- Do this -
Shift every point coordinate in the answers up by 6 while copying each line of the listing, starting with the line containing "shape [[102, 24]]." and going on through the line containing "[[363, 124]]". Leave all other text on those lines unchanged.

- Data -
┄┄┄┄┄┄
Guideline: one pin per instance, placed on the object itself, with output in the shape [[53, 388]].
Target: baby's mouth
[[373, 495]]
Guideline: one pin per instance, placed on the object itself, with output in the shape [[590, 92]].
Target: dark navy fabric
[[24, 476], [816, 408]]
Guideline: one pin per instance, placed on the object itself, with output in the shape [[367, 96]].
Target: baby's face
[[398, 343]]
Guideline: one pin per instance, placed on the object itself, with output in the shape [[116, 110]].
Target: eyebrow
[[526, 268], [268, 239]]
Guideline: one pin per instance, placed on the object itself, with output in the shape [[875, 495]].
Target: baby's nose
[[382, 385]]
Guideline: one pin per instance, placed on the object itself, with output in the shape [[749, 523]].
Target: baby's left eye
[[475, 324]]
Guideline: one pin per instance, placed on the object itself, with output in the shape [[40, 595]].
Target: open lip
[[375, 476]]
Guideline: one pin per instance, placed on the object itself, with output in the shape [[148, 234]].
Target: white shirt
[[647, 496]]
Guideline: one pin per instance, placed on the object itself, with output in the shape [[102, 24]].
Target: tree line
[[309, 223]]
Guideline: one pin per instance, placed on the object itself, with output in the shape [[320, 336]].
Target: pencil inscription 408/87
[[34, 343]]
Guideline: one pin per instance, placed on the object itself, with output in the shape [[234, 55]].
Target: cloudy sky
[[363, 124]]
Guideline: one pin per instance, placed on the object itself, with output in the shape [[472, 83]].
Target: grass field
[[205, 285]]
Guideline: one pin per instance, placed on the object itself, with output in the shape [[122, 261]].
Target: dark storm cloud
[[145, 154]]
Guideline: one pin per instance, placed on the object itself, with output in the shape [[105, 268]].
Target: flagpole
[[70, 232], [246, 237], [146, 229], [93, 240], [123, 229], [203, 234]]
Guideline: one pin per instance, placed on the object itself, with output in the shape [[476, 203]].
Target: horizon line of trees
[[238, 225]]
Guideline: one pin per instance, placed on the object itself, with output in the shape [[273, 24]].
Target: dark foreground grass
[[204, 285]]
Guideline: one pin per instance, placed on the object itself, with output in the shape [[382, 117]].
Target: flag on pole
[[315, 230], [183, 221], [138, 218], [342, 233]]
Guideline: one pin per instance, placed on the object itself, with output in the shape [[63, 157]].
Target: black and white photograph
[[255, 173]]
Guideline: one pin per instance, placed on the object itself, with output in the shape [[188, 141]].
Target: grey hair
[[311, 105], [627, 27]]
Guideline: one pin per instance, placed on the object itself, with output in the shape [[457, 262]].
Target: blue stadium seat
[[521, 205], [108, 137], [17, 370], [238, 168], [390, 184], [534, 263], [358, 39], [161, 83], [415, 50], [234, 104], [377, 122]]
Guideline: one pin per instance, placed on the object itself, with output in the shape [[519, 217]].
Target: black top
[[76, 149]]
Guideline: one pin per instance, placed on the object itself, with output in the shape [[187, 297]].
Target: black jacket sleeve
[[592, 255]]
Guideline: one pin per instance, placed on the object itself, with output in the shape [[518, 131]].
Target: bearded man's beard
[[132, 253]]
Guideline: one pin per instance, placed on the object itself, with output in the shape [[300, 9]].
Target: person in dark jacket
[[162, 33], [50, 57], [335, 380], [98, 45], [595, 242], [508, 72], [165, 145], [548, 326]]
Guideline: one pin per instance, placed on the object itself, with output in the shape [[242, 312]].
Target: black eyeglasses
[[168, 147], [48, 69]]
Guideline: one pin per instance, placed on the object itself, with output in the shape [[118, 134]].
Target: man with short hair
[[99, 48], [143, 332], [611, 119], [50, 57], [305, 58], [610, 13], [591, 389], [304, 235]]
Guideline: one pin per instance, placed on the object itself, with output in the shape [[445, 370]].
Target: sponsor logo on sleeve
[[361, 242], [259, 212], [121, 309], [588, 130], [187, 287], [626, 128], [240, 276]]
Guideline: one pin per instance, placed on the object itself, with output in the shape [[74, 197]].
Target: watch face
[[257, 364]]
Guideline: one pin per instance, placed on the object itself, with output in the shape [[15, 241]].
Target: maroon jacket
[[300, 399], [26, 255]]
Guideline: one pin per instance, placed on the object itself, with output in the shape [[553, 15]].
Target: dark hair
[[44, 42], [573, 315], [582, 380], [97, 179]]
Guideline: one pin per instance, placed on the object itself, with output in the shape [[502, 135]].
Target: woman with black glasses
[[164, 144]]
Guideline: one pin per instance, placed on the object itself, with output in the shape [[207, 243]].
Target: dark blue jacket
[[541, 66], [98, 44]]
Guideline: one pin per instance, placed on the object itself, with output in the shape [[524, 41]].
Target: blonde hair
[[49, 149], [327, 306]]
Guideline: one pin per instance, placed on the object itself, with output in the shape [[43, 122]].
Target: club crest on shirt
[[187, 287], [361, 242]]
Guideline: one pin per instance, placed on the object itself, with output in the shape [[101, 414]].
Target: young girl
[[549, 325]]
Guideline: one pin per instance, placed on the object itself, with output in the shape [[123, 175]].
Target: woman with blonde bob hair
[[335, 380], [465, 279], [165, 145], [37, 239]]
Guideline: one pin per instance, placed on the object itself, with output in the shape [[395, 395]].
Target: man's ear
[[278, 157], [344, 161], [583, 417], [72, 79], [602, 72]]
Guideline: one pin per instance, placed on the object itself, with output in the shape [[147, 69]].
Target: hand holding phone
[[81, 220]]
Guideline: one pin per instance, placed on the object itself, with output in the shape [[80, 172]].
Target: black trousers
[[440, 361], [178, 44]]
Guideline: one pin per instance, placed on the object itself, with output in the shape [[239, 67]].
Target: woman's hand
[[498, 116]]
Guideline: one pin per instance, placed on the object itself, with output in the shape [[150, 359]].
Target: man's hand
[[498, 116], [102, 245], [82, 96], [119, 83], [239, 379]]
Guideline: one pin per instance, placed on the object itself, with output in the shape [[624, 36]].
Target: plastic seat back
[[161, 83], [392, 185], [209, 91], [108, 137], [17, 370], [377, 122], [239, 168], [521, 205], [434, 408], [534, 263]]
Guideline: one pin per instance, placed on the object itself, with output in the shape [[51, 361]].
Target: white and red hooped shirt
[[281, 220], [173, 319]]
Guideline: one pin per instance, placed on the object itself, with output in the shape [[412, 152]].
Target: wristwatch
┄┄┄┄┄┄
- Output below -
Guideline: one pin per instance, placed on the object itself, with output in the shape [[102, 24]].
Target: tree line
[[315, 229]]
Guideline: one pin per instance, placed on the object itself, with output in the shape [[320, 336]].
Target: pencil inscription 408/87
[[40, 349]]
Guideline: one pin per instance, placed on the object itself, with output in the shape [[234, 55]].
Target: cloudy sky
[[369, 130]]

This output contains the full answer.